BEGIN INFORMATION PROVIDED

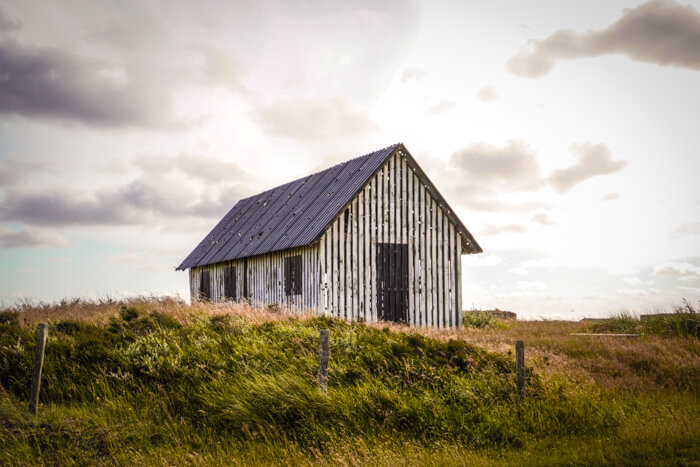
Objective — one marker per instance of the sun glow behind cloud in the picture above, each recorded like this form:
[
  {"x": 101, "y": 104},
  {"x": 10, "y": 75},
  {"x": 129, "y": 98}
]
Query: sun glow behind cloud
[{"x": 144, "y": 124}]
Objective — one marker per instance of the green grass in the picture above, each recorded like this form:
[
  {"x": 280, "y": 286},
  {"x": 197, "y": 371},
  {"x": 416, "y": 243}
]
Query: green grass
[
  {"x": 150, "y": 387},
  {"x": 683, "y": 322}
]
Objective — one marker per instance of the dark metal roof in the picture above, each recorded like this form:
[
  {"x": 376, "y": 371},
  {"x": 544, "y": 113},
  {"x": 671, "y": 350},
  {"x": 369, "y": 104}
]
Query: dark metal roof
[
  {"x": 297, "y": 213},
  {"x": 288, "y": 216}
]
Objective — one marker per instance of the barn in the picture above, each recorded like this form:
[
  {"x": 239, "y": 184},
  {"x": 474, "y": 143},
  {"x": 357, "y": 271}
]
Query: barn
[{"x": 369, "y": 239}]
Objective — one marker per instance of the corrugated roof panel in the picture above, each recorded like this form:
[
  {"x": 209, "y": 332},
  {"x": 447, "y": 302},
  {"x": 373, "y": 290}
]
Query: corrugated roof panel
[{"x": 286, "y": 216}]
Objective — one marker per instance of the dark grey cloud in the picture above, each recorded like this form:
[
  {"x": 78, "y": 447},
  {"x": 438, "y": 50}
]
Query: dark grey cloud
[
  {"x": 52, "y": 83},
  {"x": 144, "y": 201},
  {"x": 15, "y": 169},
  {"x": 593, "y": 160},
  {"x": 477, "y": 176},
  {"x": 685, "y": 230},
  {"x": 511, "y": 167},
  {"x": 30, "y": 237},
  {"x": 8, "y": 24},
  {"x": 659, "y": 31},
  {"x": 310, "y": 120},
  {"x": 204, "y": 168}
]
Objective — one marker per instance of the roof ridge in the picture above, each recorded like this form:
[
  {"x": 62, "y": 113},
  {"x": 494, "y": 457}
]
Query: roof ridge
[
  {"x": 247, "y": 231},
  {"x": 297, "y": 180}
]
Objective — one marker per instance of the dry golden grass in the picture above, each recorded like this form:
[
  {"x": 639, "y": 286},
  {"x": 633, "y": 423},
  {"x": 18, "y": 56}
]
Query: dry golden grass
[{"x": 643, "y": 363}]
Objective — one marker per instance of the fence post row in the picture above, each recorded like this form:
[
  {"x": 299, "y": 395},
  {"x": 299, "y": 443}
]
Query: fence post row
[
  {"x": 41, "y": 332},
  {"x": 520, "y": 366},
  {"x": 323, "y": 357}
]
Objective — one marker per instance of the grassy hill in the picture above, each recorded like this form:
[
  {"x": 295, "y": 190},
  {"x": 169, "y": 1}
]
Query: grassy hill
[{"x": 156, "y": 381}]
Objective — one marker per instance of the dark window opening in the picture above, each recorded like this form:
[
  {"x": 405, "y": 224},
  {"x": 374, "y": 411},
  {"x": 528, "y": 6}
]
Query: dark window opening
[
  {"x": 204, "y": 286},
  {"x": 392, "y": 282},
  {"x": 230, "y": 283},
  {"x": 292, "y": 275}
]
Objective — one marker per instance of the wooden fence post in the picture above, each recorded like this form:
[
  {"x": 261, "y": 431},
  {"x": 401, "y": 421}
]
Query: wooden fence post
[
  {"x": 323, "y": 357},
  {"x": 41, "y": 332},
  {"x": 520, "y": 366}
]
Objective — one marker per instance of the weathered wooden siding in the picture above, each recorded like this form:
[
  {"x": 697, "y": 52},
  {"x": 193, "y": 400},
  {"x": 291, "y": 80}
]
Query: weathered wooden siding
[
  {"x": 265, "y": 279},
  {"x": 340, "y": 270},
  {"x": 394, "y": 207}
]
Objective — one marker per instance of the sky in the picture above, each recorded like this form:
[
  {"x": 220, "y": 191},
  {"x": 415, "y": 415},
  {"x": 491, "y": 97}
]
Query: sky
[{"x": 564, "y": 134}]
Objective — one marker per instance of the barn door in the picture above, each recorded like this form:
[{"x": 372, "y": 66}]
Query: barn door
[{"x": 392, "y": 282}]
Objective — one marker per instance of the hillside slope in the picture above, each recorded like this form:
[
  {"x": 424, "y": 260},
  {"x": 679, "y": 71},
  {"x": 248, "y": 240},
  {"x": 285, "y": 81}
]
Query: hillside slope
[{"x": 162, "y": 382}]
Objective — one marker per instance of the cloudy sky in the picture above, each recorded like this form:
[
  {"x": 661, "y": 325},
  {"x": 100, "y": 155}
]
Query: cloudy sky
[{"x": 565, "y": 135}]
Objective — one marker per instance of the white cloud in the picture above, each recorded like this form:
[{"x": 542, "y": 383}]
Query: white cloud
[
  {"x": 659, "y": 31},
  {"x": 531, "y": 285},
  {"x": 413, "y": 74},
  {"x": 487, "y": 94},
  {"x": 30, "y": 237},
  {"x": 676, "y": 269},
  {"x": 593, "y": 160}
]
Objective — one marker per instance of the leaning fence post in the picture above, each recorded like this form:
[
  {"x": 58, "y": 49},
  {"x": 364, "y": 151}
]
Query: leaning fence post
[
  {"x": 41, "y": 332},
  {"x": 323, "y": 356},
  {"x": 520, "y": 366}
]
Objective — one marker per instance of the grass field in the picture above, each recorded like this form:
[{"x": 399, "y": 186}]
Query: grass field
[{"x": 157, "y": 381}]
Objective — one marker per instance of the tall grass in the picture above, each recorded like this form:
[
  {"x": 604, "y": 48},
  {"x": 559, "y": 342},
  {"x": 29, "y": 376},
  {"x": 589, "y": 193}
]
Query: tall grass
[
  {"x": 158, "y": 381},
  {"x": 684, "y": 321}
]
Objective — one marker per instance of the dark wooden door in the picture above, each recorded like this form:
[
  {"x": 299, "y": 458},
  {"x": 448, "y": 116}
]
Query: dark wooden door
[{"x": 392, "y": 282}]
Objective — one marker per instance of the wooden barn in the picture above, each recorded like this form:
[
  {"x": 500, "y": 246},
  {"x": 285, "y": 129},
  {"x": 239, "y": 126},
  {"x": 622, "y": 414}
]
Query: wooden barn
[{"x": 368, "y": 239}]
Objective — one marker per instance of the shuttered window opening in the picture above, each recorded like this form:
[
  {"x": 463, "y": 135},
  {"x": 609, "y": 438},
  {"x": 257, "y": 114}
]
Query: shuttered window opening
[
  {"x": 204, "y": 286},
  {"x": 392, "y": 282},
  {"x": 292, "y": 275},
  {"x": 230, "y": 283}
]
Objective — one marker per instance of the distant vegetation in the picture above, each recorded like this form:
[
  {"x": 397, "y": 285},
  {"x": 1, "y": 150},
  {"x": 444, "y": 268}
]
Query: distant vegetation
[
  {"x": 683, "y": 322},
  {"x": 162, "y": 382}
]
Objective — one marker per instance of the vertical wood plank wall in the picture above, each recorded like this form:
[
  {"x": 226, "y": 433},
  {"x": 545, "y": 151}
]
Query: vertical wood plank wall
[
  {"x": 265, "y": 278},
  {"x": 340, "y": 271},
  {"x": 394, "y": 207}
]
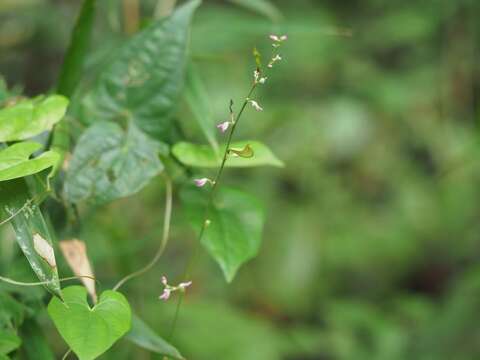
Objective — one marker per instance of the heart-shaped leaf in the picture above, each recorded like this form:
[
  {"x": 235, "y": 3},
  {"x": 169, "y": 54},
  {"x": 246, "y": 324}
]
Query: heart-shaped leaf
[
  {"x": 235, "y": 231},
  {"x": 90, "y": 331},
  {"x": 31, "y": 117},
  {"x": 110, "y": 163},
  {"x": 258, "y": 154},
  {"x": 144, "y": 79},
  {"x": 15, "y": 162}
]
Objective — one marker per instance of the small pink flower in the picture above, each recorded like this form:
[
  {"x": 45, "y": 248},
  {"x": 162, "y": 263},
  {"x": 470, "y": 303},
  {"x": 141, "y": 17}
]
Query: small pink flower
[
  {"x": 200, "y": 182},
  {"x": 255, "y": 105},
  {"x": 184, "y": 285},
  {"x": 223, "y": 126},
  {"x": 166, "y": 294}
]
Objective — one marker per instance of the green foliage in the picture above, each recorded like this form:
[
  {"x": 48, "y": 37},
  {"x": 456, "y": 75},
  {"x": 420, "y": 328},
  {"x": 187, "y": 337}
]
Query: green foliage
[
  {"x": 110, "y": 162},
  {"x": 235, "y": 230},
  {"x": 144, "y": 81},
  {"x": 90, "y": 331},
  {"x": 30, "y": 117},
  {"x": 28, "y": 222},
  {"x": 204, "y": 156},
  {"x": 15, "y": 162},
  {"x": 142, "y": 335}
]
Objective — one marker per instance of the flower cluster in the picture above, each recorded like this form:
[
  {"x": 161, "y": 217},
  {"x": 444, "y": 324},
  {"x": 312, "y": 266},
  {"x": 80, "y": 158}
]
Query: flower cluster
[{"x": 168, "y": 289}]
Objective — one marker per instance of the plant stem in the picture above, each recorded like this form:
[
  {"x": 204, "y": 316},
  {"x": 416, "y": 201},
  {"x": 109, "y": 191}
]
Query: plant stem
[
  {"x": 208, "y": 206},
  {"x": 164, "y": 240}
]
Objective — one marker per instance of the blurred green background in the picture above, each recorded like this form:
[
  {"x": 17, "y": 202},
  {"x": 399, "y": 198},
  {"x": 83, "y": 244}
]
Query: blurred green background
[{"x": 372, "y": 243}]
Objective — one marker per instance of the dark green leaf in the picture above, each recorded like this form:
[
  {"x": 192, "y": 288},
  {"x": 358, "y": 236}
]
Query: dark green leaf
[
  {"x": 110, "y": 163},
  {"x": 145, "y": 79},
  {"x": 142, "y": 335},
  {"x": 90, "y": 331},
  {"x": 31, "y": 117},
  {"x": 198, "y": 101},
  {"x": 236, "y": 222},
  {"x": 15, "y": 162},
  {"x": 9, "y": 341},
  {"x": 28, "y": 223},
  {"x": 204, "y": 156}
]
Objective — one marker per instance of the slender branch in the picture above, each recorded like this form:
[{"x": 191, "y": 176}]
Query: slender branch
[
  {"x": 39, "y": 283},
  {"x": 208, "y": 206},
  {"x": 164, "y": 240}
]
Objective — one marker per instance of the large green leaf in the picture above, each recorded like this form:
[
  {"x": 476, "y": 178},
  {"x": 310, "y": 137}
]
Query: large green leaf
[
  {"x": 15, "y": 162},
  {"x": 204, "y": 156},
  {"x": 142, "y": 335},
  {"x": 198, "y": 101},
  {"x": 145, "y": 79},
  {"x": 31, "y": 231},
  {"x": 90, "y": 331},
  {"x": 9, "y": 341},
  {"x": 235, "y": 231},
  {"x": 109, "y": 163},
  {"x": 31, "y": 117}
]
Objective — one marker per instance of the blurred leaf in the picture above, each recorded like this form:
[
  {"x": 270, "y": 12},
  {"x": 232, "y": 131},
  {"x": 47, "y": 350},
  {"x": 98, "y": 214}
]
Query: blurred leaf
[
  {"x": 109, "y": 163},
  {"x": 145, "y": 79},
  {"x": 199, "y": 103},
  {"x": 72, "y": 68},
  {"x": 203, "y": 155},
  {"x": 36, "y": 348},
  {"x": 262, "y": 7},
  {"x": 90, "y": 331},
  {"x": 9, "y": 341},
  {"x": 142, "y": 335},
  {"x": 27, "y": 221},
  {"x": 235, "y": 231},
  {"x": 31, "y": 117},
  {"x": 15, "y": 162}
]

END INFORMATION PROVIDED

* [WHAT IS EXPECTED]: Transcribe exactly, starting at the line with "Objective — one marker per instance of the blurred leaf" and continuing through the last line of the data above; leave out all earlier lines.

* [EXERCISE SOLUTION]:
Objective — one marker per instance of the blurred leaf in the picture above, each recorded like this form:
[
  {"x": 270, "y": 12},
  {"x": 232, "y": 131},
  {"x": 47, "y": 350},
  {"x": 98, "y": 214}
]
Query: blurred leaf
[
  {"x": 109, "y": 163},
  {"x": 145, "y": 79},
  {"x": 199, "y": 103},
  {"x": 72, "y": 68},
  {"x": 203, "y": 155},
  {"x": 36, "y": 348},
  {"x": 262, "y": 7},
  {"x": 90, "y": 331},
  {"x": 9, "y": 341},
  {"x": 142, "y": 335},
  {"x": 27, "y": 221},
  {"x": 235, "y": 231},
  {"x": 31, "y": 117},
  {"x": 15, "y": 162}
]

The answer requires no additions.